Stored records

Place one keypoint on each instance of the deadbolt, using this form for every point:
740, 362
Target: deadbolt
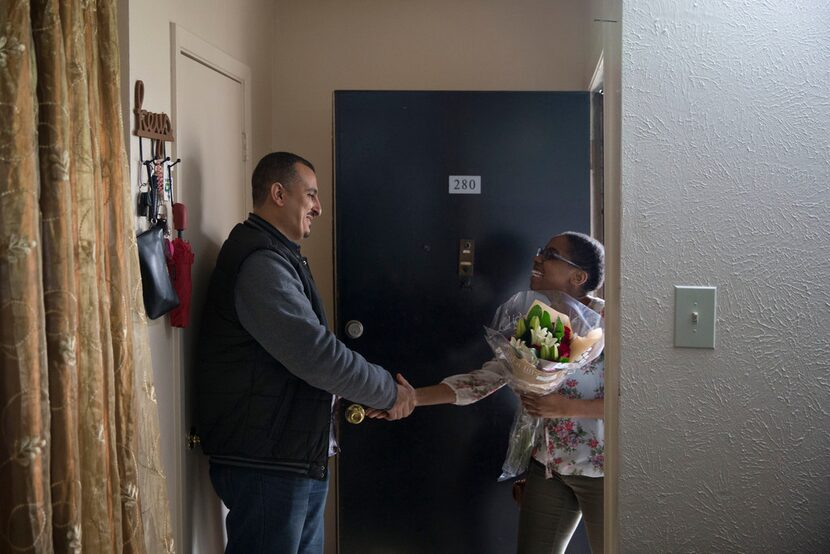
466, 258
354, 329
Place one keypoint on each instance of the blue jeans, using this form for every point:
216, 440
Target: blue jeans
270, 511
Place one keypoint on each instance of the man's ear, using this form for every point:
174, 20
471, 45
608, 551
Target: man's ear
277, 193
579, 277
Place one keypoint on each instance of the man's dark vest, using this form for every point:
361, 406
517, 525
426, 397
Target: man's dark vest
251, 410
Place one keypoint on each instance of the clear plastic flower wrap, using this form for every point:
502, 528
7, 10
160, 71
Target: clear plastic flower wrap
541, 338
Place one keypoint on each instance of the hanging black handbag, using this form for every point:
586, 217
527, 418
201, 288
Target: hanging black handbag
159, 295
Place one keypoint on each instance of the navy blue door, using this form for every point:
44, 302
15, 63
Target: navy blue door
428, 484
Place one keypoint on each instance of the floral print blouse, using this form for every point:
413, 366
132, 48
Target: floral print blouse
568, 446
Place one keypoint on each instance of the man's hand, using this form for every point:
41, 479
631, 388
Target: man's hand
550, 405
404, 404
558, 405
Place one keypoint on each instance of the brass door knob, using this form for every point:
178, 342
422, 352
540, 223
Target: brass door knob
193, 440
355, 414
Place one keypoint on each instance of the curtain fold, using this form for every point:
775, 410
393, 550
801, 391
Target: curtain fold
79, 457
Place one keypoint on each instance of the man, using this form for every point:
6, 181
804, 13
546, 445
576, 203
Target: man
268, 368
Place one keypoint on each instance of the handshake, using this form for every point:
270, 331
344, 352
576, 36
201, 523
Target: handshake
404, 405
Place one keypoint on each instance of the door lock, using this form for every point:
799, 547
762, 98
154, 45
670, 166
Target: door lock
354, 329
466, 255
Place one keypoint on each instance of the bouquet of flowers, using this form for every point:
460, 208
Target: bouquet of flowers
541, 338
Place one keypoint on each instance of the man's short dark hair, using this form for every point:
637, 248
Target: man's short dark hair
275, 167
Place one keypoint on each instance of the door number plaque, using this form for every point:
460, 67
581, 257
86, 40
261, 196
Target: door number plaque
465, 184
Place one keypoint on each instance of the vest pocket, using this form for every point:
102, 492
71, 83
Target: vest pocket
282, 411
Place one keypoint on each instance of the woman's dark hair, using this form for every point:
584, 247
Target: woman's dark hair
275, 167
589, 254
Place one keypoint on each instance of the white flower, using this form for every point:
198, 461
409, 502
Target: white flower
523, 350
541, 337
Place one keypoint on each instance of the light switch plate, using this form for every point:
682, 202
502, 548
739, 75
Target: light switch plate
694, 316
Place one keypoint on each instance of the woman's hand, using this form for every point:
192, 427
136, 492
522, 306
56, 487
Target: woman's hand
558, 405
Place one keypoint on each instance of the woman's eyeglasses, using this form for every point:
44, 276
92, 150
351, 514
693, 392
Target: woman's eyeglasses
548, 254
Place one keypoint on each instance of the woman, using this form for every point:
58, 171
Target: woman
568, 482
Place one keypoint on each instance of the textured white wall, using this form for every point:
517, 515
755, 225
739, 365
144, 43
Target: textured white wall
726, 158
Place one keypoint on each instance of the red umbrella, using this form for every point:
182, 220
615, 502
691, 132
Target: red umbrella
179, 265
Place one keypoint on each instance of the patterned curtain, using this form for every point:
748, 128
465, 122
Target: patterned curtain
79, 440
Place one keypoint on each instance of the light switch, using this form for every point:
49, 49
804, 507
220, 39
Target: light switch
694, 316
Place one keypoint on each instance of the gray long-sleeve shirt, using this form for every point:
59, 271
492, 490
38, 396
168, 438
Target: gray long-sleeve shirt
273, 308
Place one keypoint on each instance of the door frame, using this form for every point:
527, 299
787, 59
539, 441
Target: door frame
185, 43
609, 70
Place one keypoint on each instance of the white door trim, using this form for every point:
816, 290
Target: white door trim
189, 45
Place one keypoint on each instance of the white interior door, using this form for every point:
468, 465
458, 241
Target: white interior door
212, 180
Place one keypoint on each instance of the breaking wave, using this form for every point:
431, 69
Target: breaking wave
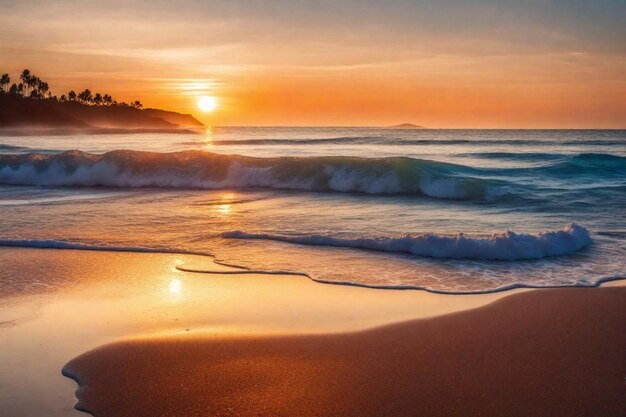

Activity. Filter the records above for "wave" and copy every matching line.

Answer section.
Place one keypoint on each instance of the breaking wave, using this form for every point:
Target: breaking wave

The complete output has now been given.